• Stated goal: Write out only the lines running from the one that contains "If you could tag the blue" to the end of the material, both ends included.

_____

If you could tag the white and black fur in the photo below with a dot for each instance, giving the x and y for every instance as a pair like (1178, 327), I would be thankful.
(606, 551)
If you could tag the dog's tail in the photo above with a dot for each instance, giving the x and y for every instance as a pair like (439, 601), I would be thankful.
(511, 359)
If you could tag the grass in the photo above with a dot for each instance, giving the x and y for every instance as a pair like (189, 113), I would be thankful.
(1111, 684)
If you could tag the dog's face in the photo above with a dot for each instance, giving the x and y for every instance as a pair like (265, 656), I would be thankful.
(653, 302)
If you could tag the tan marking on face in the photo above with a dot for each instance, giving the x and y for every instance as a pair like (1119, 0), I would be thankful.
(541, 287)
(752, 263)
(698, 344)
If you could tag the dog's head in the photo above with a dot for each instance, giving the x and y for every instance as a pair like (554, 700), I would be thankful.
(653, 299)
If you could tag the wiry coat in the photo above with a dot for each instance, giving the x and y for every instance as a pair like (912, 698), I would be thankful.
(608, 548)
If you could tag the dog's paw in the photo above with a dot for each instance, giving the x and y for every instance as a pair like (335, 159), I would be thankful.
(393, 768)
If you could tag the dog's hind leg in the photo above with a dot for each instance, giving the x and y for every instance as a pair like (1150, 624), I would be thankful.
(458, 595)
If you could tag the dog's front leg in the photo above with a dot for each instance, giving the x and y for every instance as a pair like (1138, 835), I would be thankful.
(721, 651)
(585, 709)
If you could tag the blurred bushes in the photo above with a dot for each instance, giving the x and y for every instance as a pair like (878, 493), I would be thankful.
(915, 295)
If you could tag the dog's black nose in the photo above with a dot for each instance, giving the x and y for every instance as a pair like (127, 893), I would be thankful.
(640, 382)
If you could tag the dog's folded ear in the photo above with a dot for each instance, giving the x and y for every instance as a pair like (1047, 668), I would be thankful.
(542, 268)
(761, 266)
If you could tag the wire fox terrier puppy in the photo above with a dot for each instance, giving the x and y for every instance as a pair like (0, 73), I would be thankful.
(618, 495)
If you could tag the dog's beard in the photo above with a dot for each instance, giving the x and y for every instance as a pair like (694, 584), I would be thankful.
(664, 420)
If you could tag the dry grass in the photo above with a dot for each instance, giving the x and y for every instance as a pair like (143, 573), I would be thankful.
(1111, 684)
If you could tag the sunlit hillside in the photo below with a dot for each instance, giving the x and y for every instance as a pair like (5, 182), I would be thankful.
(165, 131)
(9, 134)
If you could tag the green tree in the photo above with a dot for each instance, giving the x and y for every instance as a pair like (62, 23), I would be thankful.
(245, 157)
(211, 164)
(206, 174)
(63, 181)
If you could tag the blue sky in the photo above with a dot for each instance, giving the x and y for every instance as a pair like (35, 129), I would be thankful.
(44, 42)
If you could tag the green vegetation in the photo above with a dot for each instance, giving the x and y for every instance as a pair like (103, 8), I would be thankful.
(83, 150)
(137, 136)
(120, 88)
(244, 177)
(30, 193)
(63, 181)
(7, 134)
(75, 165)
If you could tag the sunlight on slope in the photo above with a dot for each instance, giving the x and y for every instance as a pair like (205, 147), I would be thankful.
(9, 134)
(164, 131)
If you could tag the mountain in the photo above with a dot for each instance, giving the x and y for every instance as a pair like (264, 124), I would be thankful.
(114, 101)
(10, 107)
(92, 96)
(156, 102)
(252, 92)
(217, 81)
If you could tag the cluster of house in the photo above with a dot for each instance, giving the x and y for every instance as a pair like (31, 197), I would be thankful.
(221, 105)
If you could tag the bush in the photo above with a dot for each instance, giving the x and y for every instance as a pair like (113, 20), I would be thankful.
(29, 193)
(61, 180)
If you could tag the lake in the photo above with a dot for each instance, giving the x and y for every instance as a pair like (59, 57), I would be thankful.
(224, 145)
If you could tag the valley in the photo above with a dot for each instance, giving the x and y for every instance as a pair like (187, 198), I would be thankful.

_____

• Solution to the problem:
If you could tag the blue sky in the photo above with a dot for each instance, giving the x and y for every instance as a pair like (35, 129), I would be thankful.
(44, 42)
If you could tag the green vegetation in the photo above with a dot for each instance, giving the x and y for every instance as a pair like (103, 8), I would be thankful.
(83, 150)
(137, 136)
(120, 88)
(244, 177)
(30, 193)
(63, 181)
(7, 134)
(75, 165)
If you could tag the sunlight on slope in the photo above with a dot for each instance, giving the x and y for every instance as a pair like (205, 147), I would be thankful.
(9, 134)
(164, 131)
If you could tag the mountain in the photo above with a dot for each instance, giving the x and y for every instance as a pair like (264, 124), I would be thankful.
(114, 101)
(10, 107)
(92, 96)
(156, 102)
(252, 92)
(217, 81)
If you could tag the cluster of house in the photo above with a dot for each instance, giving the x and y for every instance as a pair like (31, 197), I would be thankful.
(221, 105)
If you could tag the bush in the photo above with a dot for each instance, giving the x and y for every instance as a pair like (113, 20), I would be thankful.
(29, 193)
(61, 180)
If you could tag the lake in the photo above with a dot for each instance, giving the x and y for every instance as a pair like (59, 57), I would be thankful.
(224, 145)
If you could tag the valley in the photo above with a dot for each instance, giving the x and y for every instance as a pair like (187, 198), I would be thankful.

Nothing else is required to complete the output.